# Tasks to perform:
a) Which software versions does the limma-voom post state that its author is running? List each program with its version number.
b) Quote the limma-voom post word for word, beginning at the words "I tried to find" and stopping after "of this function.".

--- Text excerpt ---

I have a general question on running limma-voom on an RNA-Seq study with repeated measures.
I have a repeated measures design, where 19 subjects were measured over multiple timepoints in two different conditions. The PCA/MDS plots indicate a strong impact of Subject, so initially I ran the study in edgeR including "subject" as a separate factor in the design matrix. However I am interesting in also applying the limma approach to allow the "subject" impact to be modeled as a random contributor; the impact of "subject" is not really of interest. I started following the standard commands, creating a DGEList object and removing low expressed genes. I kept genes with a rowSum cpm of at least 1 in 19 or more samples. (Increasing stringency to only keep genes with a rowSum cpm of at least 5 in 19 or more samples still results in the same negative counts problem noted below). Then I used calcNormFactors to normalize, set up my design matrix, and ran voom a first time. Next I estimated the correlation with duplicateCorrelation. My cor$consensus value is 0.3549613.
Following the example in 18.1.9 of the limma user guide (revision 14 Nov 2021), I then tried to run voom a second time in case the correlation could modify voom weights. However, this resulted in an error message that "negative counts are not allowed."
Digging into the issue, I found that my original filtered/normalized DGEList did NOT have negative counts; the minimum value of any single gene in any single sample was 0. However after running voom the first time, negative values were generated, so I am inhibited from running voom a second time since the dataset contains negative values.
I tried to find explanations in bioconductor, and I found one posting (Voom on TCGA data shifts count distributions towards negative values ) suggesting that it is OK to have negative values generated by a run of voom. That was a relief! However I am also seeing a posting (using duplicateCorrelation with limma+voom for RNA-seq data) suggesting that running voom twice is recommended.
What should I do if the first voom run creates negative values? Is it sufficient to run voom once? Is it better to stick to an edgeR approach and just encode subjects as a factor in the design matrix/model?
NB: I am running R version 4.2.1, edgeR version 3.38.4, limma version 3.52.2.
Thank you in advance for your help!
Thank you; I was not aware of this function.

--- Entries supplied ---

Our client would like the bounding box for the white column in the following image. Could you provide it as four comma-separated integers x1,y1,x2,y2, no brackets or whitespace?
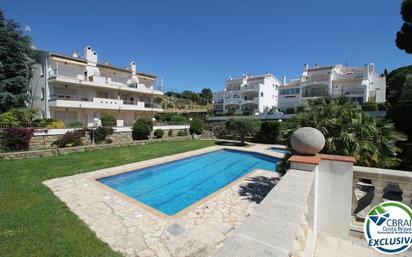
315,158,353,238
370,180,388,208
399,183,412,208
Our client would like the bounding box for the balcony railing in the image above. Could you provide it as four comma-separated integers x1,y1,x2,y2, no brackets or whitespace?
352,166,412,220
49,67,161,91
50,95,162,108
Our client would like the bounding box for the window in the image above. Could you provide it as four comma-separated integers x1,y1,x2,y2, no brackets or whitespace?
280,88,300,95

---

# Responses to the tasks:
a)
- R version 4.2.1
- edgeR version 3.38.4
- limma version 3.52.2

b)
I tried to find explanations in bioconductor, and I found one posting (Voom on TCGA data shifts count distributions towards negative values ) suggesting that it is OK to have negative values generated by a run of voom. That was a relief! However I am also seeing a posting (using duplicateCorrelation with limma+voom for RNA-seq data) suggesting that running voom twice is recommended.
What should I do if the first voom run creates negative values? Is it sufficient to run voom once? Is it better to stick to an edgeR approach and just encode subjects as a factor in the design matrix/model?
NB: I am running R version 4.2.1, edgeR version 3.38.4, limma version 3.52.2.
Thank you in advance for your help!
Thank you; I was not aware of this function.